# start of Input records

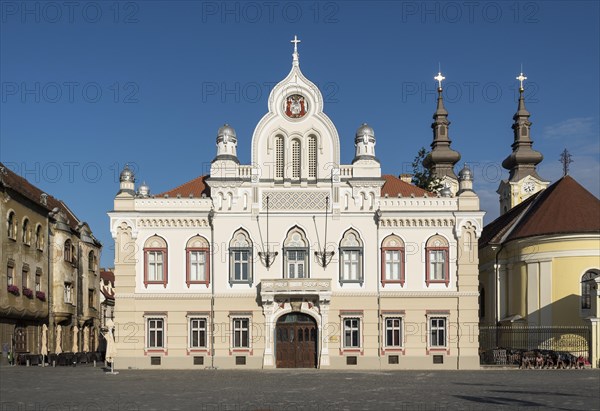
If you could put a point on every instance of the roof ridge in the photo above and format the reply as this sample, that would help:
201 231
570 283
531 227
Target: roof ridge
181 185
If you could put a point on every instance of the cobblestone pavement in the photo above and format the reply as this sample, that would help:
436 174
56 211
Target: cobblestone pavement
88 388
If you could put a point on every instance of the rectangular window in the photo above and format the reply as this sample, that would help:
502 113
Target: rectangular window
241 265
296 260
68 293
91 298
393 332
279 157
312 157
156 328
437 329
351 333
351 265
25 279
437 265
197 332
241 333
393 265
155 267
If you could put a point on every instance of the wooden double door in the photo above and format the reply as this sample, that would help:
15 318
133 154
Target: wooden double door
296 341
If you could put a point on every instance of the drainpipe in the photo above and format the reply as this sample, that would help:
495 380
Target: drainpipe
378 280
497 248
51 329
211 216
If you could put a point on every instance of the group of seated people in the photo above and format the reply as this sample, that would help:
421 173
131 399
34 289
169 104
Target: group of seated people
551 359
65 358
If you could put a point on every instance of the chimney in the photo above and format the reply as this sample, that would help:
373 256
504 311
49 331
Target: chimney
407 178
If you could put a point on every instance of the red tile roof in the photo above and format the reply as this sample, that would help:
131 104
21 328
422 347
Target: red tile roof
394 186
195 187
563 208
19 184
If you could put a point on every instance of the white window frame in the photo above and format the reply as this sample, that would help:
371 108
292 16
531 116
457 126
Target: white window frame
68 293
152 261
434 265
350 316
247 263
438 316
191 319
198 267
240 317
10 279
386 345
344 274
147 330
296 263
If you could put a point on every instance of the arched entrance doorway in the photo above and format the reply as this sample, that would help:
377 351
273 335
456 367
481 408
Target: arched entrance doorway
296 341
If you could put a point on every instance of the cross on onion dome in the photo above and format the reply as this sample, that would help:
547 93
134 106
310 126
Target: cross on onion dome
521 78
439 79
295 41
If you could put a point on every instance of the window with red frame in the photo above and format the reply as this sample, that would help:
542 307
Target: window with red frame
392 260
155 261
198 261
437 262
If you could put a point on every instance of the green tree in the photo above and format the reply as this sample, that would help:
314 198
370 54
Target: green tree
422 176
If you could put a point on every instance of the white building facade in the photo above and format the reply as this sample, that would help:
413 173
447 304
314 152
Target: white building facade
297 260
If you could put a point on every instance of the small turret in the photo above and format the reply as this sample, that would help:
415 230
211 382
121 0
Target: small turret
465 180
226 144
364 143
127 181
144 190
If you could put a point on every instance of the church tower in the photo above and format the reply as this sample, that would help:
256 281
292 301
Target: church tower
442 158
523 180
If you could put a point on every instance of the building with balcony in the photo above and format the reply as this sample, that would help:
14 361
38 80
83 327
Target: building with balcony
298 260
49 272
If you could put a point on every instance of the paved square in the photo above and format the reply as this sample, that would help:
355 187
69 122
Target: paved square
88 388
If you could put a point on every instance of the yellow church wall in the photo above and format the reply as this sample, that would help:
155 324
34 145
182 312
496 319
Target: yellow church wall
566 288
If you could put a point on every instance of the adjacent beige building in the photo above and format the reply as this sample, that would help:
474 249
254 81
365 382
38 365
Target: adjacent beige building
298 260
49 272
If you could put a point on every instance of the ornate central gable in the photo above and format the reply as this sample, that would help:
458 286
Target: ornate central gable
295 140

# end of Input records

◆ **Exercise instructions**:
Reproduce every line of the records above, substituting "that would be useful" for each occurrence of "that would help" and leaving everything else unchanged. Omit the pictures.

◆ **Expected output**:
If you could put a point on every instance of the roof ridge in the photo above and format the reply as this sample, that would be useful:
201 231
570 283
531 227
Target: roof ridge
181 185
If you could put a point on every instance of the cobblestone pavement in the photo above and format the reply as this sample, that would be useful:
436 174
56 211
Target: cobblestone pavement
88 388
If you could put a point on every instance of the rectangular window in the photo above and format the reply as this sample, that would be useful:
502 113
Target: rectangular window
241 265
296 260
68 293
91 298
393 332
279 157
312 157
156 328
437 329
351 333
351 265
25 279
437 265
197 332
241 333
393 265
155 267
If you could put a point on every instance of the wooden double door in the photo above and format the reply as this sample, that would be useful:
15 318
133 154
Target: wooden double door
296 341
If you could put a point on every instance of the drainpipe in the photo above and format the reply as this sample, that would be useful:
495 380
Target: drainpipe
378 280
497 248
51 329
211 216
If you could put a point on every instance of the group of seated people in the photo above and format the reply as this sample, that would be useful:
421 173
131 399
34 289
169 104
Target: group of seated people
551 359
65 358
If you could put a point on every instance of the chimney in the photo above and format the reply as this sample, that would be useful:
373 256
504 311
49 331
Target: chimney
407 178
If you could put a point on every instance of the red tile roof in the photo above and format the reply as this sample, that would be useful:
131 104
21 328
422 347
Target: red tile roof
394 186
195 187
563 208
19 184
If you could put a point on every instance of the white window frame in the photo above and format the reply as this sample, that would be useful:
371 108
292 16
531 116
457 126
Target: white window frame
68 293
152 261
434 265
350 316
247 263
438 316
191 319
198 267
240 317
10 279
386 345
344 274
147 330
296 263
If you could put a point on every instance of the arched entrance doorway in the photo above and format the reply as this sample, that would be useful:
377 351
273 335
456 367
481 408
Target: arched entrance doorway
296 341
If you could put a point on every instance of the cross on onion dome in the photo above and format the reply as this sample, that would be useful:
547 93
134 106
310 126
Target: cross on onion dome
521 78
439 79
295 41
If you could put a point on every instance of the window with red frame in the photo above and format the reply as this sample, that would be useful:
542 307
Target: window with red frame
392 260
155 261
198 261
437 262
If you could put a point on every instance of the green tree in the photo above and format the reply as this sample, that would be useful:
314 198
370 54
Target: green tree
422 176
If you could put a point on every instance of the white building facade in the photo above and format the reply as this sample, that would be useful:
413 173
447 304
314 152
Target: white building facade
297 260
If you could put a point on every instance of the small turret in the photo above and format the reply as this sample, that would be useful:
415 230
211 382
121 0
Target: small turret
465 180
226 144
364 143
127 181
144 190
If you could put a point on every instance of the church tower in the photo above and format the reply as this sample, that would be useful:
256 281
292 301
Target: church tower
442 158
523 180
If you could put a point on every instance of the building with balcony in the photo above and format the reply as this sample, that would be useful:
14 361
38 80
83 327
Target: building with balcony
298 260
49 272
If you could put a point on every instance of the paved square in the photo above and format the reply as this sample, that would be useful:
355 187
69 122
Target: paved square
88 388
If you could put a point on every instance of the yellow church wall in the photo above and format the reply as this sample, that would be useful:
155 324
34 145
182 312
496 319
Target: yellow church wall
566 288
If you could put a point on every instance of the adjacent beige building in the photo above and format the reply as this sample, that would be useful:
474 249
254 81
365 382
38 365
Target: adjacent beige building
298 260
49 272
If you could put a point on every instance of the ornate central gable in the photo above and format the reply as this sample, that would be useful:
458 286
Target: ornate central gable
295 140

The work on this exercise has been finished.